• EXCERPT:
· · · · · · ·

Rapidly Rising Rents Keep Homes Out of Reach in Ohio

Full-time workers need to earn at least $17.05 an hour to afford a modest 2-bedroom apartment in Ohio, according to a report jointly released Thursday by the National Low Income Housing Coalition (NLIHC) and the Coalition on Homelessness and Housing in Ohio (COHHIO).

The 2022 Out of Reach report reveals a significant gap between renters’ income and the cost of rent, which has been increasing at a pace unseen in recent decades. Of the 10 occupations with the most employees in Ohio, only two earn comfortably more than the statewide $17.05 an hour 2-bedroom housing wage.

The housing wage is even higher in urban and suburban areas like Union County, Columbus and Cincinnati, but the gap between rents and wages is wider in many more rural areas such as Athens, Brown, Fairfield, Geauga, Hocking, Licking, Meigs, Morrow, and Pickaway counties.

While wages have risen in recent years, rents are increasing at a rate several times faster than pre-pandemic levels. The average cost of renting a 2-bedroom unit in Ohio increased 12.6 percent over the past year and 21.4 percent in two years, according to Apartment List data. The U.S. Census Bureau estimates 109,000 Ohio households saw their rent increase by more than $250/month during the past year.

COHHIO Executive Director Amy Riegel said the affordable housing has been growing scarcer in Ohio for decades, but the situation reached crisis level during the pandemic.

“Rents are spiking, wages are stretched thin, and people can’t find an affordable place to live in Ohio anymore. But our state has an historic opportunity to put home within reach for thousands of vulnerable Ohioans,” said Riegel. “Federal fiscal relief funds can help fill the affordable housing gap for seniors, low-income families, and people with disabilities.”

COHHIO is urging the DeWine Administration and the Ohio legislature to invest $308 million of the $5.6 billion in State Fiscal Recovery Funds that Ohio received from the American Rescue Plan Act (ARPA) to create more affordable housing. More than 225 companies and organizations are supporting COHHIO’s affordable housing plan, including the Ohio Chamber of Commerce, Ohio REALTORS, the Ohio Bankers’ League, CareSource, Huntington Bank, Nationwide Children’s Hospital, PNC, and the Ohio Apartment Association.

NLIHC President and CEO Diane Yentel said decades of chronic underfunding for federal housing programs have resulted in a “housing lottery system,” where only 25 percent of eligible households receive the housing assistance they need.

· · · · · · ·

• DATA SECTION:
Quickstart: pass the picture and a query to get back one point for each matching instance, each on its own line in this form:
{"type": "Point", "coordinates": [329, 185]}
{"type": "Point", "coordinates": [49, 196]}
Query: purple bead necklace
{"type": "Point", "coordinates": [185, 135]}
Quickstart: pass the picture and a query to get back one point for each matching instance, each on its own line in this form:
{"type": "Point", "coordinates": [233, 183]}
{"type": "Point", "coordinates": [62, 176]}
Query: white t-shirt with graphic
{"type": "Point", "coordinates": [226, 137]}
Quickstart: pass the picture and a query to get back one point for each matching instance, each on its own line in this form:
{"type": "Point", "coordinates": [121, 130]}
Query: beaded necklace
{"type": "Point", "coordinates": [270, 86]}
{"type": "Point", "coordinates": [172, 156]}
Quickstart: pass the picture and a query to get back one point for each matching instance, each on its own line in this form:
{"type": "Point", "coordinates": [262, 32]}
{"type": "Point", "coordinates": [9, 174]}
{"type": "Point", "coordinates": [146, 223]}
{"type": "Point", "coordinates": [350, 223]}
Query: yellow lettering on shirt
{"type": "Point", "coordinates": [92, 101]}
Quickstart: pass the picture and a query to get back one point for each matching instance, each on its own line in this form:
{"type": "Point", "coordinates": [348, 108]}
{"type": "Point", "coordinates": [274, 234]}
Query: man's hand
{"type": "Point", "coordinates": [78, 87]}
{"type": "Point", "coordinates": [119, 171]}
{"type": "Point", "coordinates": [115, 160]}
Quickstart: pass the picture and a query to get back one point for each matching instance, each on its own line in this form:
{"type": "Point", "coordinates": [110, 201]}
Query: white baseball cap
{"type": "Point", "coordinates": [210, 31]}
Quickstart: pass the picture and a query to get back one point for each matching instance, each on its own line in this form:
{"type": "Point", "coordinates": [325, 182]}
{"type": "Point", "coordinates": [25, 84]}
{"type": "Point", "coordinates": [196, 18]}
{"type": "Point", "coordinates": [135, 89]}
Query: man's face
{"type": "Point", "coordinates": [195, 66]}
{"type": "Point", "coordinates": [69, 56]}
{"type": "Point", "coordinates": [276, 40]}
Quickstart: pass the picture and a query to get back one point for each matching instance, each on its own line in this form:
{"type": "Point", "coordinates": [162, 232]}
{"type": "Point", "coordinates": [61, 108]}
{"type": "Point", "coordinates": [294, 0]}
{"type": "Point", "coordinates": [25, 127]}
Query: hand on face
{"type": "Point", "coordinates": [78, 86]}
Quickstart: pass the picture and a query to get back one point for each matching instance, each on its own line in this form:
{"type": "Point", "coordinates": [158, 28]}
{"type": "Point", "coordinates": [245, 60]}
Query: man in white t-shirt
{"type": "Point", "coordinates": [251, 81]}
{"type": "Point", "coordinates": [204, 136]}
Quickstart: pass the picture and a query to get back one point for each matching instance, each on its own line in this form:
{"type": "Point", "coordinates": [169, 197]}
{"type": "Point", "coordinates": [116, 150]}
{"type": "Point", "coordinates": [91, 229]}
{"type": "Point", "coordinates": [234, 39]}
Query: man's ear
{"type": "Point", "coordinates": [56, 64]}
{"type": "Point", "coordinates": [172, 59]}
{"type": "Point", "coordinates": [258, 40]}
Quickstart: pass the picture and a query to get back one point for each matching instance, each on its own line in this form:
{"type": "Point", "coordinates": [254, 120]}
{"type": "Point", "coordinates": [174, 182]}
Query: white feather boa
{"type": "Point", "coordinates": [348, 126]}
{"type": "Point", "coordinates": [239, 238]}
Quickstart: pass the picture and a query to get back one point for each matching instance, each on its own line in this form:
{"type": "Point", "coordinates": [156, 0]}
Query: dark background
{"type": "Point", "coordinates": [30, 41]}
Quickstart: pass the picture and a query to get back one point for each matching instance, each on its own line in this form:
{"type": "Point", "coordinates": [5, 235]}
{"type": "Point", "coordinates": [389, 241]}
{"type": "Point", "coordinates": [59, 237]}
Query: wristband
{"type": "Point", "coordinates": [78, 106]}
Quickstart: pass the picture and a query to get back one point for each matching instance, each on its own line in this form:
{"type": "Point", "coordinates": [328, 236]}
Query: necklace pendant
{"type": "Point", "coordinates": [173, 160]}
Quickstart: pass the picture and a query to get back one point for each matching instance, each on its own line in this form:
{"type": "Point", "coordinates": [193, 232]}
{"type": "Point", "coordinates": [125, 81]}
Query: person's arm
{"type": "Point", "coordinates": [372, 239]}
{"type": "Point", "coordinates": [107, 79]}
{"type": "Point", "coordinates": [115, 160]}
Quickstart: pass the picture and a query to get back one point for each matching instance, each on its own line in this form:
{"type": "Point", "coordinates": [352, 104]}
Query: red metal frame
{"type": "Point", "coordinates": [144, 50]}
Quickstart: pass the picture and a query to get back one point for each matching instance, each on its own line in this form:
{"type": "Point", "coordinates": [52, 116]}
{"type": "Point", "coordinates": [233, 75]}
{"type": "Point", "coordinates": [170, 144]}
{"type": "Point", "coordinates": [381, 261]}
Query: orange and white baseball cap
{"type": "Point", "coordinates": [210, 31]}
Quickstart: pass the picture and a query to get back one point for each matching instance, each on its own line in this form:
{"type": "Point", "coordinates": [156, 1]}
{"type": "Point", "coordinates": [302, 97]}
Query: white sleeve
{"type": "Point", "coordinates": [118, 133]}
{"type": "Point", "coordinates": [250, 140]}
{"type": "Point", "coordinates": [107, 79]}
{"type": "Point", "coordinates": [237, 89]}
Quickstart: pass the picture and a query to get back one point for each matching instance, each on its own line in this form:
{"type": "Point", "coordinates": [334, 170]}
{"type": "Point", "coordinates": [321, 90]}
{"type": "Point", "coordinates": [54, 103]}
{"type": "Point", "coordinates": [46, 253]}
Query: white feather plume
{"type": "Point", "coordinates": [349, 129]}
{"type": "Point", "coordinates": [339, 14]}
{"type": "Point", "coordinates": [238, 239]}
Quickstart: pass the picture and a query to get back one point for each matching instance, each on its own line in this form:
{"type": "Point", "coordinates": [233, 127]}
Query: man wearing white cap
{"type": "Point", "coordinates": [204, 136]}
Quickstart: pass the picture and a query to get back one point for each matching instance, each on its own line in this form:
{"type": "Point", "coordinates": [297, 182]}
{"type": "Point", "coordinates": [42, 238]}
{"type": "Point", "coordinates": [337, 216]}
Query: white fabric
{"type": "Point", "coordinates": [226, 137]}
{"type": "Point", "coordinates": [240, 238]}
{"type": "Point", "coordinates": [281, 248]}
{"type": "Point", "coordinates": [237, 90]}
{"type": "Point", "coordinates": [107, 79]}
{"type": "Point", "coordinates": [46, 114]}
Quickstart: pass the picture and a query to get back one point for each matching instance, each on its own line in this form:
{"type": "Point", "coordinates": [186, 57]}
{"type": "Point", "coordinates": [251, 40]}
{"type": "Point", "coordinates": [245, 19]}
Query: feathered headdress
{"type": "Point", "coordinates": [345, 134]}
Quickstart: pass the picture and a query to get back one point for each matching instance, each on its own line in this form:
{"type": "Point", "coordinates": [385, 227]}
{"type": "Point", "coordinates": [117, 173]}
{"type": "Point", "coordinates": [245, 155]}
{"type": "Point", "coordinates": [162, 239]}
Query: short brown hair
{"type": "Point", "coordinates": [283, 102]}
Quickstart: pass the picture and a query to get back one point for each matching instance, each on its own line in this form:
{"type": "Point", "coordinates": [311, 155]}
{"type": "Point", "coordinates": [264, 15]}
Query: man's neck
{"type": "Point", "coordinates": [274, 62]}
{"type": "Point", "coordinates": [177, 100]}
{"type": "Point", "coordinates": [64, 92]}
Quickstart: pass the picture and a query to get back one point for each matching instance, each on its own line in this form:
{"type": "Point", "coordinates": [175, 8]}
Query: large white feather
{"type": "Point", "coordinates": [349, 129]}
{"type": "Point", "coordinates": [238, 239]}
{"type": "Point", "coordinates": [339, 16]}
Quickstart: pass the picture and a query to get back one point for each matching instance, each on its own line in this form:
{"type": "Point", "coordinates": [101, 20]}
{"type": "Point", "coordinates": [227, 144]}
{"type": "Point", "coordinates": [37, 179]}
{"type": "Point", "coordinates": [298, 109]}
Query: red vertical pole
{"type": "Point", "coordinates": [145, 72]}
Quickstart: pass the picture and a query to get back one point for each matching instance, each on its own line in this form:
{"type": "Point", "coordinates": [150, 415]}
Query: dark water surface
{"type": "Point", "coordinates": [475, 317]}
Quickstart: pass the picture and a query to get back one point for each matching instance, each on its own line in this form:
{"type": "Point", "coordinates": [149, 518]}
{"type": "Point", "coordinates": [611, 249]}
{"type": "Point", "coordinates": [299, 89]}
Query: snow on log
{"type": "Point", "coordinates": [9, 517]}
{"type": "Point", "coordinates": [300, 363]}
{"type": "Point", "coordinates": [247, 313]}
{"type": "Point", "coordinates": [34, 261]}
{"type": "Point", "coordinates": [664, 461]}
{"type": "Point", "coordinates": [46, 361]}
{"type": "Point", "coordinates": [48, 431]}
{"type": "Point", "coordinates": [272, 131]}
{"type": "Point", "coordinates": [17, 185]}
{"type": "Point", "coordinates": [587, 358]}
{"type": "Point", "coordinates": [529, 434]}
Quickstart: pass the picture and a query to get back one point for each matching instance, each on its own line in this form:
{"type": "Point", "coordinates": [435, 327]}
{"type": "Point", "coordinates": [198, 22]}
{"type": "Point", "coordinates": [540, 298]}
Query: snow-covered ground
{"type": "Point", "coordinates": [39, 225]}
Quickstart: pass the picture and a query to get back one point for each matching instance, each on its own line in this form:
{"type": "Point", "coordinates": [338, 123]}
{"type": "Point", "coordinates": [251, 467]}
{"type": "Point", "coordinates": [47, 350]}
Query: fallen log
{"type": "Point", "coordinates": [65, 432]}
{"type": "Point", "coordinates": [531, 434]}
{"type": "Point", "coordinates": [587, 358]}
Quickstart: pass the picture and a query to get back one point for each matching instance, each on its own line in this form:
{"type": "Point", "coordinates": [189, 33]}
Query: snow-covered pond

· · · · · · ·

• TO DO:
(1) Reproduce the passage of the Ohio rents article starting with "Full-time workers need" and going on through "and Pickaway counties.".
(2) According to Apartment List data cited in the Ohio rents article, by what percentage did the average cost of renting a 2-bedroom unit in Ohio rise over two years?
(3) Decide whether each statement agrees with the Ohio rents article, answering yes or no and quoting the words of the article that settle it. (a) Full-time workers in Ohio must earn at least $17.05 an hour to afford a modest 2-bedroom apartment. (b) COHHIO wants the state to put the entire $5.6 billion in State Fiscal Recovery Funds toward affordable housing. (c) Half of eligible households receive the housing assistance they need.
The listing plays no part in the work on the Ohio rents article.

• RESULTS OF THE TASKS:
(1)
Full-time workers need to earn at least $17.05 an hour to afford a modest 2-bedroom apartment in Ohio, according to a report jointly released Thursday by the National Low Income Housing Coalition (NLIHC) and the Coalition on Homelessness and Housing in Ohio (COHHIO).

The 2022 Out of Reach report reveals a significant gap between renters’ income and the cost of rent, which has been increasing at a pace unseen in recent decades. Of the 10 occupations with the most employees in Ohio, only two earn comfortably more than the statewide $17.05 an hour 2-bedroom housing wage.

The housing wage is even higher in urban and suburban areas like Union County, Columbus and Cincinnati, but the gap between rents and wages is wider in many more rural areas such as Athens, Brown, Fairfield, Geauga, Hocking, Licking, Meigs, Morrow, and Pickaway counties.

(2) 21.4 percent

(3)
(a) Yes: "Full-time workers need to earn at least $17.05 an hour to afford a modest 2-bedroom apartment in Ohio"
(b) No: "invest $308 million of the $5.6 billion in State Fiscal Recovery Funds"
(c) No: "only 25 percent of eligible households receive the housing assistance they need"